== Parts of the exercise ==
[1] According to the Texas gardening calendar, when should warm-season lawn grasses be planted in South Texas?
[2] Extend the Texas gardening calendar past its final sentence.

## START Selected passage

Plant: Finish all dormant-season digging and moving of established trees and shrubs immediately. Once growth has started (as it already has in South Texas), mortality rates increase. Cool-season annuals early in month, including petunias, snapdragons, calendulas, stocks, sweet alyssum, English daisies, pinks, larkspur and poppies. Warm-season color early in month in South Texas, late in month in North Texas. Same schedule for cool-season and warm-season vegetables. Wait to plant warm-season lawn grasses until mid-March in South Texas, end of month farther north.

Prune: Reshape any plants that were damaged by this winter’s cold and ice. (See related story this issue.) Scalp your lawn if desired. Lower the mower one notch to remove browned grass stubble. In the process, you’ll also be removing many of the early spring weeds. Wear goggles and a good-quality respirator. Spring-flowering shrubs and vines immediately after they finish blooming to restore natural form. Balled-and-burlapped and bare-rooted nursery stock by 30 to 50 percent to compensate for roots lost in digging.

## END Selected passage
## START Supplied data

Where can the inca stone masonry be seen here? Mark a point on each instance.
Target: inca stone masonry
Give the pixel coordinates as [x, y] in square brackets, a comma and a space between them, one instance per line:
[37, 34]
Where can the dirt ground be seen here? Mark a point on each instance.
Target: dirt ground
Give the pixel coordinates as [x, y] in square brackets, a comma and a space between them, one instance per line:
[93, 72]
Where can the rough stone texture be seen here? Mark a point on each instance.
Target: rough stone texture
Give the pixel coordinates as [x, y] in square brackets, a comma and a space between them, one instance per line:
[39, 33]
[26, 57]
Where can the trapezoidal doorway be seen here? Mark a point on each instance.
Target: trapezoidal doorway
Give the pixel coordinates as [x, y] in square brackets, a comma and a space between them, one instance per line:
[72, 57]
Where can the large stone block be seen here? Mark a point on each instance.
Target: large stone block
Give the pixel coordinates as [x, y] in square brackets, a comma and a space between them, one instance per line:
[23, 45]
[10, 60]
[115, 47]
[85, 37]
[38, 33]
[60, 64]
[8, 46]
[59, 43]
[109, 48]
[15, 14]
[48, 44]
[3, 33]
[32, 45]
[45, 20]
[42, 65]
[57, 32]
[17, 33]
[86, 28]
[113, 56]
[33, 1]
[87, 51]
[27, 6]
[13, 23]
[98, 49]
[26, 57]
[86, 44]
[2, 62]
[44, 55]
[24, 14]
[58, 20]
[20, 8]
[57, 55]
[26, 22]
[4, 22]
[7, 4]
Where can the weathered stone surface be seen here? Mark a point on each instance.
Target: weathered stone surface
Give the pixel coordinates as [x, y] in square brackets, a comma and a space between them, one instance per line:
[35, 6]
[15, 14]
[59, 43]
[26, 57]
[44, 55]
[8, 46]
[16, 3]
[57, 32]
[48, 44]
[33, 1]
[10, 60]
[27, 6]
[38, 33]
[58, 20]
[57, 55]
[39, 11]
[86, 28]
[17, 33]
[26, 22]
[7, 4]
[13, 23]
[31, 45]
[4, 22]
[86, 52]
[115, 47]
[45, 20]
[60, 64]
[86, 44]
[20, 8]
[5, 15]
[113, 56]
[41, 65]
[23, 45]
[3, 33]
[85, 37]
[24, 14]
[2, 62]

## END Supplied data
## START Supplied data

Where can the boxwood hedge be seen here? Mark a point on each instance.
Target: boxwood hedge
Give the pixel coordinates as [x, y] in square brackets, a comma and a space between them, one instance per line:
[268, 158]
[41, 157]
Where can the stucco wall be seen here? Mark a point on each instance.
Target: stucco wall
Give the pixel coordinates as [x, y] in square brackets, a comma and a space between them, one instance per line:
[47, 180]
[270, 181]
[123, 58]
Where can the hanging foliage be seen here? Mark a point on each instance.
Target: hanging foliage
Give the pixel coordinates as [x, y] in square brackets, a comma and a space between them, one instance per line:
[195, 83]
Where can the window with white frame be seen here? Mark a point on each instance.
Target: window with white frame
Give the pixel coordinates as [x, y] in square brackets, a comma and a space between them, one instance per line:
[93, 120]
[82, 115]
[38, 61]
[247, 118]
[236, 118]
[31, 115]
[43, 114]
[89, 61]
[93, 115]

## END Supplied data

== Responses ==
[1] Mid-March.

[2]
Fertilize: Shrubs, groundcover beds with all-nitrogen or high-nitrogen plant food, as dictated by a soil test. Contact your county agent’s office of the Texas A&M AgriLife Extension for sampling supplies and mailing boxes. Diluted, water-soluble plant food should be applied to new groundcover beds, annual flower and vegetable transplants, and pots and hanging baskets. Repeat frequently for container plants. In South Texas, pecans with all-nitrogen fertilizer. Repeat 30 and 60 days later. Make these three applications one month later in North Texas: early April, early May and early June.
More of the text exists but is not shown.